• **Instruction**: Put the lines below into a JSON list of strings, one string per line, skipping blank lines. Leave the pictures out of the list.

Bounding box labeling entries
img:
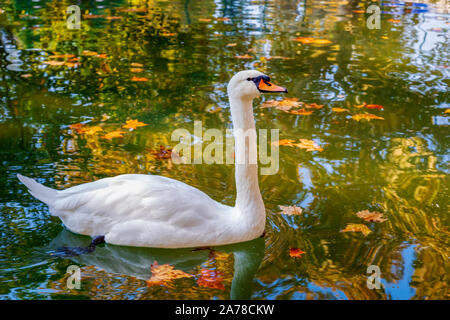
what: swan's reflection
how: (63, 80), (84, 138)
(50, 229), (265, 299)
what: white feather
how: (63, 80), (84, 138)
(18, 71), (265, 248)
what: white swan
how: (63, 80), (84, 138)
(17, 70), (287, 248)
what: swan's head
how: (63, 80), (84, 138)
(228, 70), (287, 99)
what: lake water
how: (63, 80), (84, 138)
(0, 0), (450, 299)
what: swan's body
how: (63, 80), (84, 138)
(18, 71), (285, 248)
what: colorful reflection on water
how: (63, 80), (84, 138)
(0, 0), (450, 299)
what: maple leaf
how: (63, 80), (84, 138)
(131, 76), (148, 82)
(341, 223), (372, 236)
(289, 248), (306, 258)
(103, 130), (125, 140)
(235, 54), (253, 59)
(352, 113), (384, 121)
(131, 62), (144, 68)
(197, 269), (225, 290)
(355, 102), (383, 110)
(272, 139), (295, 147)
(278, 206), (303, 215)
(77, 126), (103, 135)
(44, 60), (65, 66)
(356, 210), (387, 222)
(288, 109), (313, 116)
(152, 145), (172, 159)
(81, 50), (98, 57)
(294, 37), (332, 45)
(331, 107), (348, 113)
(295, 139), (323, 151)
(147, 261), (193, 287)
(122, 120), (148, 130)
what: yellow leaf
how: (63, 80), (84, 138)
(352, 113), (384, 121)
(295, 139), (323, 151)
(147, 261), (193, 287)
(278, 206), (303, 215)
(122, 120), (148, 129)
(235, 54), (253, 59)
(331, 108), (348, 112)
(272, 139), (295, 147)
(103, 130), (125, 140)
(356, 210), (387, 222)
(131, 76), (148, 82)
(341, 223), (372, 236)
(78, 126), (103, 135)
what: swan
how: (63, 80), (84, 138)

• **Final result**:
[
  "img:",
  "what: swan's reflection",
  "how: (63, 80), (84, 138)",
  "(50, 229), (265, 299)",
  "what: white feather",
  "how: (63, 80), (84, 138)",
  "(18, 71), (265, 248)",
  "what: white swan",
  "how: (63, 80), (84, 138)",
  "(17, 70), (287, 248)",
  "what: swan's head",
  "how: (63, 80), (84, 138)",
  "(228, 70), (287, 99)",
  "what: lake water",
  "how: (63, 80), (84, 138)",
  "(0, 0), (450, 299)",
  "what: swan's body",
  "how: (63, 80), (84, 138)",
  "(18, 71), (285, 248)",
  "what: colorful reflection on water",
  "how: (63, 80), (84, 138)",
  "(0, 0), (450, 299)",
  "what: maple leaf",
  "how: (63, 80), (84, 138)",
  "(131, 76), (148, 82)",
  "(341, 223), (372, 236)",
  "(289, 248), (306, 258)",
  "(103, 130), (125, 140)",
  "(235, 54), (253, 59)",
  "(352, 113), (384, 121)",
  "(131, 62), (144, 68)",
  "(197, 269), (225, 290)",
  "(355, 102), (383, 110)",
  "(272, 139), (295, 147)",
  "(278, 206), (303, 215)",
  "(77, 126), (103, 135)",
  "(44, 60), (65, 66)",
  "(356, 210), (387, 222)",
  "(288, 109), (313, 116)",
  "(152, 145), (172, 159)",
  "(81, 50), (98, 57)",
  "(294, 37), (332, 45)",
  "(331, 107), (348, 113)",
  "(295, 139), (323, 151)",
  "(147, 261), (193, 287)",
  "(122, 120), (148, 130)",
  "what: yellow leaf",
  "how: (63, 80), (84, 138)",
  "(352, 113), (384, 121)",
  "(295, 139), (323, 151)",
  "(147, 261), (193, 287)",
  "(278, 206), (303, 215)",
  "(122, 120), (148, 129)",
  "(235, 54), (253, 59)",
  "(331, 108), (348, 112)",
  "(272, 139), (295, 147)",
  "(103, 130), (125, 140)",
  "(356, 210), (387, 222)",
  "(131, 76), (148, 82)",
  "(341, 223), (372, 236)",
  "(78, 126), (103, 135)",
  "what: swan",
  "how: (63, 80), (84, 138)"
]